Goal of the exercise :: If a line of the records holds the word "below", copy it out.

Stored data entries
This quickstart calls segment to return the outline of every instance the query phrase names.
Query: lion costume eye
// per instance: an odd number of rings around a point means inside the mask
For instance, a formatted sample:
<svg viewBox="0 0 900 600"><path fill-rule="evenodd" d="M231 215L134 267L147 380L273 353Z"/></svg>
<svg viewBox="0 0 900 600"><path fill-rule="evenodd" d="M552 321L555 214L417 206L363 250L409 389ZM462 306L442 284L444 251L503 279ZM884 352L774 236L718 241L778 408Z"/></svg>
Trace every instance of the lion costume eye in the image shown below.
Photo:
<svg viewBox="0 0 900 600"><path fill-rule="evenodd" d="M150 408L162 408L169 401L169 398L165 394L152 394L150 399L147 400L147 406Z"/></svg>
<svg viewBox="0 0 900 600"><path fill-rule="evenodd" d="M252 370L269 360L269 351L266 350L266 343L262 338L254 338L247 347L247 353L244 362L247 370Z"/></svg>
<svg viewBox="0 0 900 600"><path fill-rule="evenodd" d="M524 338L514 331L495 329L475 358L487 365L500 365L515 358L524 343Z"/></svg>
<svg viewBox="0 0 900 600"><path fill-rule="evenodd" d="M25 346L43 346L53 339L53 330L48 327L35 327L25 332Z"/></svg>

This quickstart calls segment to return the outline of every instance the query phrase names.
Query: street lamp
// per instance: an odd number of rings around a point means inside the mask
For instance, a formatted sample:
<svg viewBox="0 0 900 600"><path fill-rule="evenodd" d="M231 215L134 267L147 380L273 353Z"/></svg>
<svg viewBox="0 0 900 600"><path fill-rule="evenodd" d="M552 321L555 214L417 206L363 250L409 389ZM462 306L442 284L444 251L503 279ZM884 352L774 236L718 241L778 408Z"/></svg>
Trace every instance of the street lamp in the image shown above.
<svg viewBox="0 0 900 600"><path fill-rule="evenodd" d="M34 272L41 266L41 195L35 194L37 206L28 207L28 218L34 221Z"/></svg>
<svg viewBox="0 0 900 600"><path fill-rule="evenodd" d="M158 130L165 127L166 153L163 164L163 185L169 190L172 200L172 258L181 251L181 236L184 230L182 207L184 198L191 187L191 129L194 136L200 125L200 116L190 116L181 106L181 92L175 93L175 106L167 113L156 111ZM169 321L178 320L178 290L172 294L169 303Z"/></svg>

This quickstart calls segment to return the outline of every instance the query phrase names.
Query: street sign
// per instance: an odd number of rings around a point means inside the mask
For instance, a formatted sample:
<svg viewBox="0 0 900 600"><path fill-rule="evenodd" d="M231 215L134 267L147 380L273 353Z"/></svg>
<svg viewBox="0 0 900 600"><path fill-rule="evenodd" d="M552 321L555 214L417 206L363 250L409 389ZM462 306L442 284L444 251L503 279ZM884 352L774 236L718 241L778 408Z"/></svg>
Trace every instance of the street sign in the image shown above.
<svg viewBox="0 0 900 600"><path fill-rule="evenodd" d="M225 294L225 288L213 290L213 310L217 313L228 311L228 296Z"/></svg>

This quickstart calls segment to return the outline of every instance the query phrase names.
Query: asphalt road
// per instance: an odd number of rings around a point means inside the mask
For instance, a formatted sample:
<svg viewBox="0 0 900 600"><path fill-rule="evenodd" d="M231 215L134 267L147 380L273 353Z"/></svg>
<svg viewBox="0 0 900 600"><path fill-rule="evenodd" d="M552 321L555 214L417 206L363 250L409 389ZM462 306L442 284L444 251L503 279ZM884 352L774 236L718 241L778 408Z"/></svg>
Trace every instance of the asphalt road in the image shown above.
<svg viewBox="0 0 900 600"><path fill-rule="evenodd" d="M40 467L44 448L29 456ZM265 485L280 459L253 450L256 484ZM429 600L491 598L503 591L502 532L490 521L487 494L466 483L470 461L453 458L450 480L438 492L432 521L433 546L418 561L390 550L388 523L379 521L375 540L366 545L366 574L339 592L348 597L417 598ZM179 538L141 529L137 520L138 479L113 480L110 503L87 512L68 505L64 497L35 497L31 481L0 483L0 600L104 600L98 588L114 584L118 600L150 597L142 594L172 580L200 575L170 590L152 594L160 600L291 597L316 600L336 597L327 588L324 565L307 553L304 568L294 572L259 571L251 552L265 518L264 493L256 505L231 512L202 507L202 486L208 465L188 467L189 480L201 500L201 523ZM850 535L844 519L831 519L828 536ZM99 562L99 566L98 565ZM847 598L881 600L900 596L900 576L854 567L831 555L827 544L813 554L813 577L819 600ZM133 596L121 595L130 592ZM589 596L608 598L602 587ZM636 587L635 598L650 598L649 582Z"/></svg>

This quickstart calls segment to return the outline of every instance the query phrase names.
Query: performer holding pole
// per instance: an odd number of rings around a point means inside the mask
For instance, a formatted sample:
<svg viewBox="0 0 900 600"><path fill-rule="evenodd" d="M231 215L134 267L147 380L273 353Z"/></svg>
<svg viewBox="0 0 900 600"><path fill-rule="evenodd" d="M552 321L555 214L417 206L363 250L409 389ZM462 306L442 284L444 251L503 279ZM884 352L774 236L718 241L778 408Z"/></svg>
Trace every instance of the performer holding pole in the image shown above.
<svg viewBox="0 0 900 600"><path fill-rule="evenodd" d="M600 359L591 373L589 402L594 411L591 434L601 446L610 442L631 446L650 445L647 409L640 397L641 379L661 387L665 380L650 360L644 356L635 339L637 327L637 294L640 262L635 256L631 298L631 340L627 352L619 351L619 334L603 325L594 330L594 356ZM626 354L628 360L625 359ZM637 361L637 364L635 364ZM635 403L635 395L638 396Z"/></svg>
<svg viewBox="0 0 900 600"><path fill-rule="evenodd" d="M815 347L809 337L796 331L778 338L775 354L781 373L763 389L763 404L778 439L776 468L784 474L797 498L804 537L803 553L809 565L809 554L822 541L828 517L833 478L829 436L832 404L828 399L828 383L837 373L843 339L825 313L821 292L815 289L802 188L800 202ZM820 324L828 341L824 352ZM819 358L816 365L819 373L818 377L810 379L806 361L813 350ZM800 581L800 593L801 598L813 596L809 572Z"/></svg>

...

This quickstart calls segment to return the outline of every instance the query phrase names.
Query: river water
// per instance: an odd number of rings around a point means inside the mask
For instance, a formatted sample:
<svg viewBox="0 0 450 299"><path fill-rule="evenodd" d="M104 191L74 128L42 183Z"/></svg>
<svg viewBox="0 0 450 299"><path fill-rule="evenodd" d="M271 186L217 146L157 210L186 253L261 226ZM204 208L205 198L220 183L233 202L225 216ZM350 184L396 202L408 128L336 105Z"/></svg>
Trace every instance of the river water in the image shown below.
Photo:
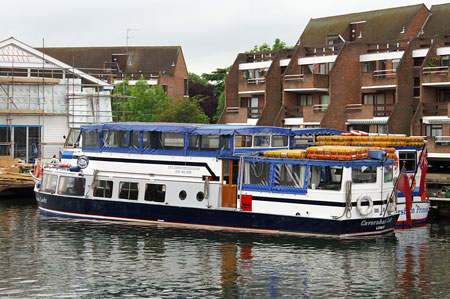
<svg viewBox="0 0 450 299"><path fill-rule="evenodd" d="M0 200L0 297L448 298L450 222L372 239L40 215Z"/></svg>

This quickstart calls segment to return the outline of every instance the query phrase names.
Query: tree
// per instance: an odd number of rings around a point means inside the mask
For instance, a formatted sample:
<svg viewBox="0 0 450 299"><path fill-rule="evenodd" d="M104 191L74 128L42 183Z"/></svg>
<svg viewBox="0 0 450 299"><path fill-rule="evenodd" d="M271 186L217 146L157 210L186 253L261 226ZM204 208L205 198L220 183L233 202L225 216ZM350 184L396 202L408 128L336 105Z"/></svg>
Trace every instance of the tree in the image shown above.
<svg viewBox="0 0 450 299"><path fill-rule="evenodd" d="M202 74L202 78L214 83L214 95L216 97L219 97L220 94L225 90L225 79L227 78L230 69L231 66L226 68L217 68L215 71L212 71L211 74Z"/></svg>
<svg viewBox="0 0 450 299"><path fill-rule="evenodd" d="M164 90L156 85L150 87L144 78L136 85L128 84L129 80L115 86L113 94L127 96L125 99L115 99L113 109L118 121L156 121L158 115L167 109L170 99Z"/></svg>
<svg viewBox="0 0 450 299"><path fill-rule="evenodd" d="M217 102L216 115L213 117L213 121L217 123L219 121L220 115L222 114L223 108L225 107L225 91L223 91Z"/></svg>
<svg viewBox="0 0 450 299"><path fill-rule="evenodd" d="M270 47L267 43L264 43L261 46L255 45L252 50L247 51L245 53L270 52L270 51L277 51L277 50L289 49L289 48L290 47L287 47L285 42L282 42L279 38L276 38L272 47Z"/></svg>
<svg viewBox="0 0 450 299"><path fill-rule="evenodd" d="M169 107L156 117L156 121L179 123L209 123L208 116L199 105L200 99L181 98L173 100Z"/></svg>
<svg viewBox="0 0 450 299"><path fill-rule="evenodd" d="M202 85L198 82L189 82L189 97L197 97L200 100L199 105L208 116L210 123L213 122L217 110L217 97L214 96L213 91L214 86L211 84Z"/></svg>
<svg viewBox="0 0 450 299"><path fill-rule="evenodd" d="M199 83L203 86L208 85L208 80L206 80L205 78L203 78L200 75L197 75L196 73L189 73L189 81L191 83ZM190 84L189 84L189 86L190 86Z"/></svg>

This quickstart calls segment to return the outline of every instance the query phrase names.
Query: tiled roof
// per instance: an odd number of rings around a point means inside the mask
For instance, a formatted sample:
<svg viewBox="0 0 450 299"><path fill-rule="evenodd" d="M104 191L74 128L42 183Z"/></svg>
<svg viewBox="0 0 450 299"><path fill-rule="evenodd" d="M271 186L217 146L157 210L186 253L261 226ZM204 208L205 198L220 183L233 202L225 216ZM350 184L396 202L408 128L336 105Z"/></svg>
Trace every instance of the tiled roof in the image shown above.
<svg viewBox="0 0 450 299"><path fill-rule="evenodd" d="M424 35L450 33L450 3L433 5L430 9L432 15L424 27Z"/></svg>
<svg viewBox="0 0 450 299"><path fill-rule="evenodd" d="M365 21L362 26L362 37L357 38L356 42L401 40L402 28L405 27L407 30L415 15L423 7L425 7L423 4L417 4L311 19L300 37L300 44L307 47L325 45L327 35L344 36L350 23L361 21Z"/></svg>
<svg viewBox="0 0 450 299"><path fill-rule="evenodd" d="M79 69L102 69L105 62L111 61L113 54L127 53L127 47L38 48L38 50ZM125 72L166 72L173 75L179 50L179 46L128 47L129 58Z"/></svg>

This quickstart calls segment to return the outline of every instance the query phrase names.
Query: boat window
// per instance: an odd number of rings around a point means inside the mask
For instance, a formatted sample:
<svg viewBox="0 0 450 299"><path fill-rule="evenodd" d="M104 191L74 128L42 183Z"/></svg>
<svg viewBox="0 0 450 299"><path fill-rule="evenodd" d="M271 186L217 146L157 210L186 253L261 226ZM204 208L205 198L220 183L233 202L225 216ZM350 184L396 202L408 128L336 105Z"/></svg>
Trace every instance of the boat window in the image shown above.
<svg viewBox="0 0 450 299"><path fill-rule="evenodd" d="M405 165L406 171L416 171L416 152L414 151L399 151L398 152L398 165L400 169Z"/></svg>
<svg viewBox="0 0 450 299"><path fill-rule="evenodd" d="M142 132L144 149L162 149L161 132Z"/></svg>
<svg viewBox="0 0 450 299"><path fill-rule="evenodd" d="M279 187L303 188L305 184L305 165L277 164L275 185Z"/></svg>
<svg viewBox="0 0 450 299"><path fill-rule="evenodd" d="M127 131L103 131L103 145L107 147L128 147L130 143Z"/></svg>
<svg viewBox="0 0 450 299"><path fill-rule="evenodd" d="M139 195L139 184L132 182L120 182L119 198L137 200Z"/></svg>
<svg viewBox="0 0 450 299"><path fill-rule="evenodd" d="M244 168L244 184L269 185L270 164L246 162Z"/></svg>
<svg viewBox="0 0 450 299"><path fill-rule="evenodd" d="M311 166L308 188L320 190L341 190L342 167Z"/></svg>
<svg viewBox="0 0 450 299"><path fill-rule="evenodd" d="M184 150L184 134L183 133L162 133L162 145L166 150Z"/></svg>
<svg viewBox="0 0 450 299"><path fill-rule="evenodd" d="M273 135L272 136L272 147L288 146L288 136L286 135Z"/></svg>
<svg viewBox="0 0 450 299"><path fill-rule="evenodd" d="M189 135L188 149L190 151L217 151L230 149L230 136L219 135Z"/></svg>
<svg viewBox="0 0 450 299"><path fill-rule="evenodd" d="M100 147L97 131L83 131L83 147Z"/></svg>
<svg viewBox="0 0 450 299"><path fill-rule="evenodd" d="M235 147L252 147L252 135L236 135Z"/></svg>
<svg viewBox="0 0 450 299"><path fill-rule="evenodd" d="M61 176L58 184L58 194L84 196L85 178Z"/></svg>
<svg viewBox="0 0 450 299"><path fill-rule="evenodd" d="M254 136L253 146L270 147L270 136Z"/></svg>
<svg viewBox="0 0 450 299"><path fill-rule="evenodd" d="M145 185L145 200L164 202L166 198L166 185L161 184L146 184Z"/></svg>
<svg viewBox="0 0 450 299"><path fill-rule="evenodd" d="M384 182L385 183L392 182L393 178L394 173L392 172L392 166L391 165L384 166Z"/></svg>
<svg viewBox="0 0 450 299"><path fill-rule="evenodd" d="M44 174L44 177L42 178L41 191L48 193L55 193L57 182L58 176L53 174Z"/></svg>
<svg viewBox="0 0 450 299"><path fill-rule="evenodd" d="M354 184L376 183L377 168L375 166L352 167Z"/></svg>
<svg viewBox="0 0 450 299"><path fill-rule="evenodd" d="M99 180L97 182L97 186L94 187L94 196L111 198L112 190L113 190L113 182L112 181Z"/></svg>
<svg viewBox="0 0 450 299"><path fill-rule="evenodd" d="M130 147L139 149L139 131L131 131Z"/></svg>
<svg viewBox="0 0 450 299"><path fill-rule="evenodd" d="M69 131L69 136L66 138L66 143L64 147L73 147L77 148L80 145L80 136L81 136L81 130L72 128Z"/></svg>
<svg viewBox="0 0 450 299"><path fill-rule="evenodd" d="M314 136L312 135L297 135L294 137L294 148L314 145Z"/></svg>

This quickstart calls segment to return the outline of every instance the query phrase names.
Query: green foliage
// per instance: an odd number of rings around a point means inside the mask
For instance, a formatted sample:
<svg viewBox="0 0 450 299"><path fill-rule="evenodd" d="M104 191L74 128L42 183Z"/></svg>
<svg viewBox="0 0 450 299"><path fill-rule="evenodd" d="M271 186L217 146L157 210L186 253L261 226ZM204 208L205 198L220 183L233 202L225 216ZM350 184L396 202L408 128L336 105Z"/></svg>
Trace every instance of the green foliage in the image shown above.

---

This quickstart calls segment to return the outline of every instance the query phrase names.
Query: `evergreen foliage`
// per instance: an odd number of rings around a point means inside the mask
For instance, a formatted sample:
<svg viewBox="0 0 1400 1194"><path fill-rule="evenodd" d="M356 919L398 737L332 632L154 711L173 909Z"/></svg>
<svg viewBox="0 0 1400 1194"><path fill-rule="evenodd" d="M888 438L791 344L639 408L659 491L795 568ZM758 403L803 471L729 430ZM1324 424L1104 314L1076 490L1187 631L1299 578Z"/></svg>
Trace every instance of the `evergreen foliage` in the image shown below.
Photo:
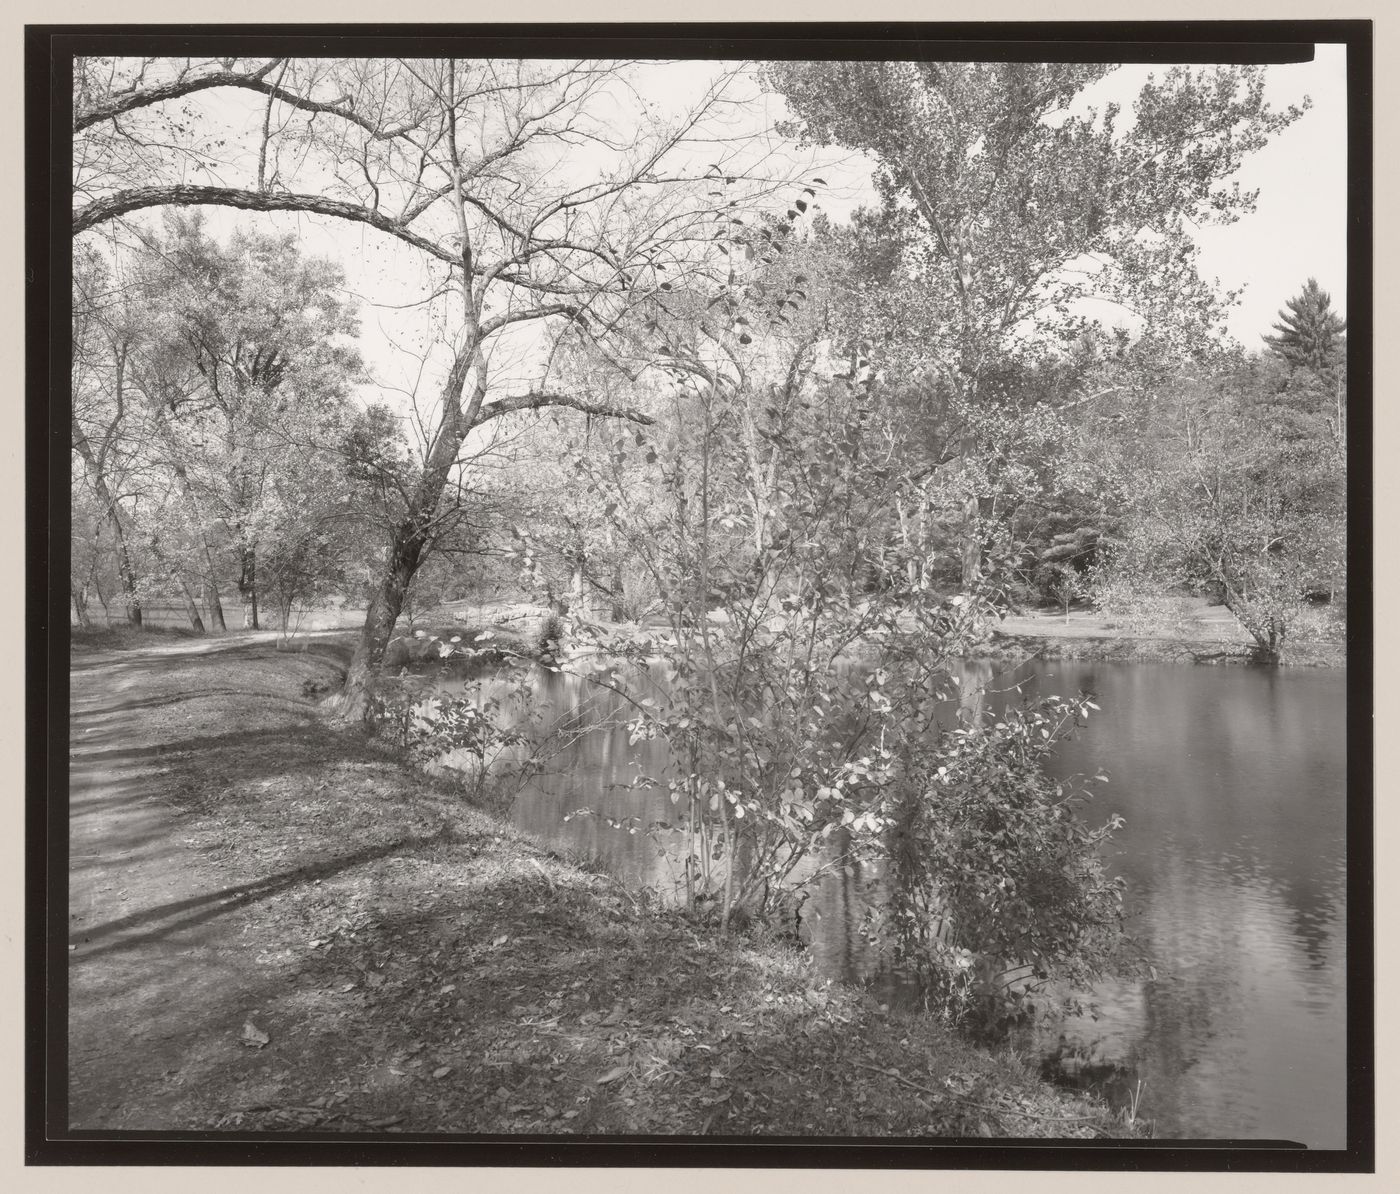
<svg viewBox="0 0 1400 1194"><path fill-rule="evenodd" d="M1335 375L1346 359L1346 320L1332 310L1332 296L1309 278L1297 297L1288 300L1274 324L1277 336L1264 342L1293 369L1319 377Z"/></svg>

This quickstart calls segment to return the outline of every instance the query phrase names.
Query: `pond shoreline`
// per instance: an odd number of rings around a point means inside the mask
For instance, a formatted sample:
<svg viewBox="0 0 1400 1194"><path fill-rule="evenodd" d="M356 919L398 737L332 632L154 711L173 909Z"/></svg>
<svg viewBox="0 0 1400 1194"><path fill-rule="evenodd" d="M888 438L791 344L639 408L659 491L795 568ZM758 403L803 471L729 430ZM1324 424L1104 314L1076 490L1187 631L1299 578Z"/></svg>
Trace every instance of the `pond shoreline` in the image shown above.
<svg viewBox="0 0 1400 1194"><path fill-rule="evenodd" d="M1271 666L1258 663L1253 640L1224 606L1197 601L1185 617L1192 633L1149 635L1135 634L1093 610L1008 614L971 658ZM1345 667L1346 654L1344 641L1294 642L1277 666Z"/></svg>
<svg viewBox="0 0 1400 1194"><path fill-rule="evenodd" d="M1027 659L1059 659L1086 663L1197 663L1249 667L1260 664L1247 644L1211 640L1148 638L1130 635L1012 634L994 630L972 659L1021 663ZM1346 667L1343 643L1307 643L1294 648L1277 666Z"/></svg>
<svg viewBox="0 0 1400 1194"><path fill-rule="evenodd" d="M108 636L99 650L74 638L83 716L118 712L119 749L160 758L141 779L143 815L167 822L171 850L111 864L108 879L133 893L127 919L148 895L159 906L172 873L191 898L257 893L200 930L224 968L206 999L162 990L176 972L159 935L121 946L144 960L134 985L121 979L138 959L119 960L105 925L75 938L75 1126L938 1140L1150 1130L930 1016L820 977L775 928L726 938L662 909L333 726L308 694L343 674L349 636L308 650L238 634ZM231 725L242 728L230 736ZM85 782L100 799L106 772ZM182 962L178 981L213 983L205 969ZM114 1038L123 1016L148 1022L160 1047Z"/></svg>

Output ::
Trace every instance of the lion costume eye in the image shown below.
Trace every instance of the river water in the image shown below.
Trace every instance of the `evergreen foliage` in the image shown below.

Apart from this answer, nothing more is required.